-- GIVEN RECORDS follows --
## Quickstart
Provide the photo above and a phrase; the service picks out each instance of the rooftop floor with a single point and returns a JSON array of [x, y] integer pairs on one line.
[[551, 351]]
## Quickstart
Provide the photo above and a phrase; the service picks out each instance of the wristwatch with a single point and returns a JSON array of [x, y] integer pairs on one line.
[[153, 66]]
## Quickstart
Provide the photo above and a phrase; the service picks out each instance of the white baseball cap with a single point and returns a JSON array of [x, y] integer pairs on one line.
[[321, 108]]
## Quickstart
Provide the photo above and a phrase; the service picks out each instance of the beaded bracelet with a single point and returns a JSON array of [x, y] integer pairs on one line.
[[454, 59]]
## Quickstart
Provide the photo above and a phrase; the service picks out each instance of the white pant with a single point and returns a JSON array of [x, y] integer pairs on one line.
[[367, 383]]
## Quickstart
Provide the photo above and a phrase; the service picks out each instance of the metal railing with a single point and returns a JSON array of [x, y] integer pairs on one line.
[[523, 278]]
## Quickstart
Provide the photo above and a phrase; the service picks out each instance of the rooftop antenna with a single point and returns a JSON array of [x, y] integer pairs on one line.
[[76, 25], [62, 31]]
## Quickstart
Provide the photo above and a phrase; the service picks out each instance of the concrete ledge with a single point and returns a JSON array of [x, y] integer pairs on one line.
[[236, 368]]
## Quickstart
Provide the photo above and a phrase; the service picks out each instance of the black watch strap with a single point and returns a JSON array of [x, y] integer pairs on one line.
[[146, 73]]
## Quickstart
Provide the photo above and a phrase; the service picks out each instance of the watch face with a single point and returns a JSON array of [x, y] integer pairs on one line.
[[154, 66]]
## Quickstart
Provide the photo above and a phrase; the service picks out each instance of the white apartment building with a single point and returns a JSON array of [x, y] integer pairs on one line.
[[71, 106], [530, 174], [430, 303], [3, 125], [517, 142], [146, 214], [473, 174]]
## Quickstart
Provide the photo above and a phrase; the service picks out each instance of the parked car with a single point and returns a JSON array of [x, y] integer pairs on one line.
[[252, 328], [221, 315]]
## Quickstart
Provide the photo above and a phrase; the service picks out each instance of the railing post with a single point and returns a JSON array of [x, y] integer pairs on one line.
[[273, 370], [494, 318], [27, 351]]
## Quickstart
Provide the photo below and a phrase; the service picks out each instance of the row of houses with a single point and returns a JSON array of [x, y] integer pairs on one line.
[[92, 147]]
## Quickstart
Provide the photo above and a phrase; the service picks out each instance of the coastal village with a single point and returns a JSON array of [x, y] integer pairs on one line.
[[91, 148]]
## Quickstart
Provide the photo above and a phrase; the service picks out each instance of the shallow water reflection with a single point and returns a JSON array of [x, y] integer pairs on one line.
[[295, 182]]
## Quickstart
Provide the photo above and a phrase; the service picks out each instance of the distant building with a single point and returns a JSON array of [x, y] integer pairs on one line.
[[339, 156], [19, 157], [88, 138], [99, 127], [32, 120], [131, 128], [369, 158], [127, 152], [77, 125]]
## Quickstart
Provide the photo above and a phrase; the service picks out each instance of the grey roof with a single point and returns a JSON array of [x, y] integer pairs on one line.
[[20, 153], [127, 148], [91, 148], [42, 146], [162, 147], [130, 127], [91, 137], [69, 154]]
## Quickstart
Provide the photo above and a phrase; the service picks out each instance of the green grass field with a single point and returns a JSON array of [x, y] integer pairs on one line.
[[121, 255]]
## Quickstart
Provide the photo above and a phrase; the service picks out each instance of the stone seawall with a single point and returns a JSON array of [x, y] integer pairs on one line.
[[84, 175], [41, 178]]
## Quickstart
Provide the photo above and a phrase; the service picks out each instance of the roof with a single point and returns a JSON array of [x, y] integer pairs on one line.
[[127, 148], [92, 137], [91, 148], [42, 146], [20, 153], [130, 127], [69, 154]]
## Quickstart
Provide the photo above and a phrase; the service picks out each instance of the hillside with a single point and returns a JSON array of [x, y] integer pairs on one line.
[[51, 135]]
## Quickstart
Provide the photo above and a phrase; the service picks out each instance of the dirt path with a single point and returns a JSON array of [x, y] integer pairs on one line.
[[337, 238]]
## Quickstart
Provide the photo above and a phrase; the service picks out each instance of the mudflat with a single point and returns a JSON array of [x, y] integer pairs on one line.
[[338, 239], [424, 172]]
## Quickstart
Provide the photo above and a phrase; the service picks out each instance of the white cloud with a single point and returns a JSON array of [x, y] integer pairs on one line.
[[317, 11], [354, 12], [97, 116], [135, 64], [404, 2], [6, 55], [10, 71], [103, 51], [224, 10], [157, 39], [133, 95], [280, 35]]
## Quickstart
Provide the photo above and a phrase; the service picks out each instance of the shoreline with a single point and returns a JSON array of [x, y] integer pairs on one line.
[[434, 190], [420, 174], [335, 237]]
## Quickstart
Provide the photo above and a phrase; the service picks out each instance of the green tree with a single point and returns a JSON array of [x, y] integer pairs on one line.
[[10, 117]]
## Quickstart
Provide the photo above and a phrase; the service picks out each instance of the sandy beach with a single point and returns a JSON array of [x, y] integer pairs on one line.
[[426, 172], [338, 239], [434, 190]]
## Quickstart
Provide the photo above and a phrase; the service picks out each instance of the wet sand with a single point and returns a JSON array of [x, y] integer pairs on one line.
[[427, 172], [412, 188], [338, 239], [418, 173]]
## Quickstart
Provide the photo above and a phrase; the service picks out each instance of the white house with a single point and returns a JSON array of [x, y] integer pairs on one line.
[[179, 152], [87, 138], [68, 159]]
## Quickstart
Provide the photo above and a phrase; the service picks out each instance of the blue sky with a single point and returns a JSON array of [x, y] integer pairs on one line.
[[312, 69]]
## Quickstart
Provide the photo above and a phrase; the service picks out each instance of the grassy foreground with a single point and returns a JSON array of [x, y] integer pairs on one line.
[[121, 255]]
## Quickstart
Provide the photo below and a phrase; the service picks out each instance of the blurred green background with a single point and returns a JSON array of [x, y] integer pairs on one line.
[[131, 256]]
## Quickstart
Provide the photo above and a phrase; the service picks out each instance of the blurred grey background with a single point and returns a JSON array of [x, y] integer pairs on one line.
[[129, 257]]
-- GIVEN RECORDS concluded --
• **WORK REQUEST**
Print each line above exactly as it stands.

• **PROBLEM SOLUTION**
## Quickstart
Provide the photo above and a phrase; the service picks out each instance of the rooftop floor with a single point and returns a JSON array of [x, y] integer pairs on one line.
[[551, 351]]
## Quickstart
Provide the photo above and a phrase; the service picks out each instance of the wristwatch with a single point and returns a JSON array of [x, y] integer pairs on one line.
[[153, 66]]
## Quickstart
Provide the photo above and a phrase; the service picks out each instance of the white baseball cap with a single point and returns a JSON array of [x, y] integer pairs on one line.
[[321, 108]]
## Quickstart
Provide the photo above and a phrase; the service picks out each instance of the beaded bracelet with a single point and returns a JSON array of [x, y] integer pairs on one line.
[[454, 59]]
## Quickstart
Provide the photo above and a phrase; the service picks out each instance of the white pant with a single point and returns a JSON array of [x, y] integer pairs on one line.
[[367, 383]]
## Quickstart
Provide the photo above and a phrase; the service picks out each instance of the metal railing with a single point and returns a JSON array of [x, y] integer pairs on one line.
[[523, 278]]
## Quickstart
Provide the photo above and a phrase; the service picks out each instance of the rooftop antenna with a single point and returns a JSON array of [x, y] integer pairs on one line.
[[76, 25], [62, 31]]
## Quickstart
Provide the photo above and a phrase; the service picks out each instance of the concrete ledge with a single point and returns a JSON array of [x, y] integer pairs on one line.
[[236, 368]]
## Quickstart
Provide the photo above and a phrase; the service picks out each instance of the black watch strap with a single point and returns a JSON array of [x, y] integer pairs on one line.
[[146, 73]]
## Quickstart
Provide the photo above and a phrase; the service picks out each instance of the watch face with a single point and returns a JSON array of [x, y] integer pairs on one line.
[[154, 66]]
## Quickstart
Provide the photo above and a phrase; the service picks out each instance of the white apartment building with a single point and returns a JSON array of [x, y] integer pairs on one line.
[[71, 106], [530, 174], [430, 303], [3, 125], [517, 142], [146, 214], [473, 174]]
## Quickstart
Provide the photo above and a phrase; the service picks out each instance of the parked car with a single point and returns a JSON array of [x, y] integer pairs on one line.
[[252, 328], [221, 315]]
## Quickstart
Provide the photo above and a phrase; the service picks out each instance of the railing post with a single point and returns a JSON array of [x, y] integer pairs on one line.
[[273, 370], [494, 318], [27, 351]]
## Quickstart
Provide the photo below and a phrase; the service picks out each instance of the row of houses with a single point and returns a JSON array of [x, y] integer pairs on one line.
[[92, 147]]
## Quickstart
Provide the photo above and a phrase; the service picks out each instance of the coastal village with a single point and returns a JSON array of [x, y] integer pairs on one line.
[[91, 148]]
## Quickstart
Provide the photo above and a phrase; the service picks out each instance of the shallow water reflection with a single point and returns a JSON array of [x, y] integer pairs on one line.
[[295, 182]]
## Quickstart
Provide the photo above and a phrase; the service picks out each instance of the distant building with a single point and returns a JSON array of [x, y] integer pairs on one line.
[[339, 156], [19, 157], [88, 138], [99, 127], [32, 120], [131, 128], [369, 158], [127, 152], [77, 125]]
## Quickstart
Provide the photo above and a phrase; the service picks out each instance of the grey roof with a single point and returns a JSON array of [x, y] integer pairs on one line.
[[20, 153], [127, 148], [91, 148], [42, 146], [162, 147], [130, 127], [91, 137], [69, 154]]
## Quickstart
Provide the photo above and a phrase; the service picks out each instance of the green grass field with a single point and returns a JSON array of [x, y] integer pairs on one line.
[[121, 255]]
## Quickstart
Provide the photo above and a phrase; the service picks out each instance of the stone seawall with a single point and returns a JSON array of [x, y] integer pairs on one line.
[[84, 175], [41, 178]]
## Quickstart
Provide the photo above and a phrase; the service picks out each instance of the roof with a single point and returns a JSON array of [x, y] integer pairs on one line.
[[127, 148], [92, 137], [91, 148], [42, 146], [20, 153], [130, 127], [69, 154]]
## Quickstart
Provide the photo above and a phrase; the service picks out each instance of the hillside with a single point and returns a JSON array of [x, y] integer pairs on one line.
[[51, 135]]
## Quickstart
Provide the photo above and a phrase; the service picks out each instance of the dirt path with a single point and returns a JSON array of [x, y] integer pairs on one line.
[[337, 238]]
## Quickstart
Provide the photo above and a phrase; the service picks out each instance of the mudflat with a single point and returns a JSON array of [x, y] integer pairs on one line.
[[338, 239], [424, 172]]
## Quickstart
Provide the photo above and a phrase; the service picks out each instance of the white cloud with a single point and returns a JSON array of [x, y] integer pairs on one line.
[[317, 11], [354, 12], [97, 116], [135, 64], [404, 2], [6, 55], [10, 71], [103, 51], [224, 10], [157, 39], [133, 95], [280, 35]]
## Quickstart
Provide the photo above and a phrase; the service picks out each instance of the shoreline with a single point and returns a JSON array of [x, y] integer pairs on one line.
[[434, 190], [420, 174], [335, 237]]
## Quickstart
Provide the photo above and a phrase; the service picks out each instance of the green tree with a single point and returns a JSON array of [x, y] integer pairs on one line.
[[10, 117]]
## Quickstart
Provide the photo above and a phrase; the service picks out each instance of the sandy beach with a single point and returns a JSON array of [x, y] integer pairs on one line.
[[426, 172], [338, 239], [434, 190]]
## Quickstart
Provide the photo above and a phrase; the service picks out each instance of the wet sand with a single point and returns a JSON array of [x, y] integer pairs on one line.
[[427, 172], [412, 188], [338, 239], [418, 173]]
## Quickstart
Provide the photo above and a phrase; the service picks out each instance of the white house with a single point and returns a JSON array of [x, y] integer pairs on one line.
[[179, 152], [87, 138], [68, 159]]
## Quickstart
Provide the photo above and a phrase; the service picks out each instance of the blue sky with a single point and returns a JSON array of [x, y] integer pairs on one line.
[[312, 69]]
## Quickstart
Provide the photo above and a phrase; the service picks out each instance of the grassy foreground with a single point and returns a JSON array of [x, y] integer pairs on one line.
[[121, 255]]
## Quickstart
Provide the photo below and a phrase; the service picks out each instance of the blurred green background with a single point and returns a JSON array of [x, y] integer pairs on one line.
[[131, 256]]
## Quickstart
Provide the photo above and a phrase; the service picks out each instance of the blurred grey background with a single point and returns a JSON array of [x, y] integer pairs on one line.
[[129, 257]]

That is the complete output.